/---

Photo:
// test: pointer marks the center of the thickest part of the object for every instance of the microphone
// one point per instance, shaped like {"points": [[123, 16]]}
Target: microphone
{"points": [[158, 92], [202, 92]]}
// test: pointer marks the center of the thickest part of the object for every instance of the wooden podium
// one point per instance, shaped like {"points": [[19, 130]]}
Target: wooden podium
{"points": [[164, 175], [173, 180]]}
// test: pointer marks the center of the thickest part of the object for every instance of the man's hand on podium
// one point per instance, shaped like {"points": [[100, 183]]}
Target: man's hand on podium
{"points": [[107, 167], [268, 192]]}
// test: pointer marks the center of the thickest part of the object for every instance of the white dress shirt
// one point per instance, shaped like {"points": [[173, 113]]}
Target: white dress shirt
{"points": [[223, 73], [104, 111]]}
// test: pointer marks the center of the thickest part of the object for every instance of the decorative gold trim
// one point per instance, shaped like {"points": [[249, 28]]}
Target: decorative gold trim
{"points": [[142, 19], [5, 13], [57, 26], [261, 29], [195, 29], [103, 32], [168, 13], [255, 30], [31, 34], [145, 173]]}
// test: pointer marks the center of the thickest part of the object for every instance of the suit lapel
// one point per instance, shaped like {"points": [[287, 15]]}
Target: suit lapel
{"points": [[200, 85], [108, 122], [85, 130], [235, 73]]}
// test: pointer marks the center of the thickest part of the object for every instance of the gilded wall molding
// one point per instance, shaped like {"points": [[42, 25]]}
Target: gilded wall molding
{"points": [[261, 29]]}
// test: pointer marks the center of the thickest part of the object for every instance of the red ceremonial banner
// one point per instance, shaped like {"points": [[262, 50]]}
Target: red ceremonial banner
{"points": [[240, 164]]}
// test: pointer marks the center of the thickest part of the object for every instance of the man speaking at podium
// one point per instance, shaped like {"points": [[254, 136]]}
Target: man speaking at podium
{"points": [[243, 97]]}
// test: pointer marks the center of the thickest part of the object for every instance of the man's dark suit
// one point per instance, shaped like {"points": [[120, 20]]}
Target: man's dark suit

\---

Print all of the rows above again, unchanged and in their original order.

* [ANSWER TO THIS TASK]:
Photo:
// test: pointer marks the center of the thickest part of the object for every instance of the microphone
// one point per instance, shaped like {"points": [[123, 16]]}
Target: microphone
{"points": [[158, 92], [202, 92]]}
// test: pointer marks the center of the thickest part of the object for every instance of the wooden podium
// one point per instance, shaped like {"points": [[19, 130]]}
Target: wooden podium
{"points": [[164, 175], [173, 180]]}
// test: pointer marks the center of the thickest part of the object for every instance of the man's hand on podium
// one point per instance, shaped like {"points": [[100, 183]]}
Target: man's hand on podium
{"points": [[107, 167], [268, 192]]}
// test: pointer marks the center of the thickest part of the object for every instance of the white dress shirt
// one point per instance, shaped like {"points": [[173, 113]]}
Target: white dress shirt
{"points": [[223, 73], [104, 111]]}
// test: pointer marks the center of the thickest part of the object for every instance of the decorative gold trim
// one point per instance, shaped like {"points": [[249, 28]]}
Target: decorative gold trim
{"points": [[142, 19], [5, 13], [57, 26], [261, 29], [195, 29], [103, 32], [168, 13], [255, 30], [31, 34], [145, 173]]}
// test: pointer marks the center of the thickest part of the object for every instance of the suit lapel
// one point per instance, shaped like {"points": [[287, 15]]}
Target: suit lapel
{"points": [[200, 85], [108, 122], [85, 130], [235, 73]]}
// test: pointer marks the center of the thickest part of the object for every instance of the gilded wall molding
// one point per instance, shaped like {"points": [[42, 25]]}
Target: gilded wall molding
{"points": [[261, 29]]}
// test: pointer marks the center of the thickest part of the object for every instance of the red ceremonial banner
// one point per instance, shaped like {"points": [[262, 50]]}
Target: red ceremonial banner
{"points": [[240, 164]]}
// test: pointer marks the center of the thickest part of the object for every instance of the man speaking at podium
// one point per instance, shaped like {"points": [[254, 136]]}
Target: man speaking at podium
{"points": [[243, 97]]}
// test: pointer marks the center of the thickest part of the object for every instance of the man's dark suit
// one point per instance, shaped like {"points": [[120, 20]]}
Target: man's dark suit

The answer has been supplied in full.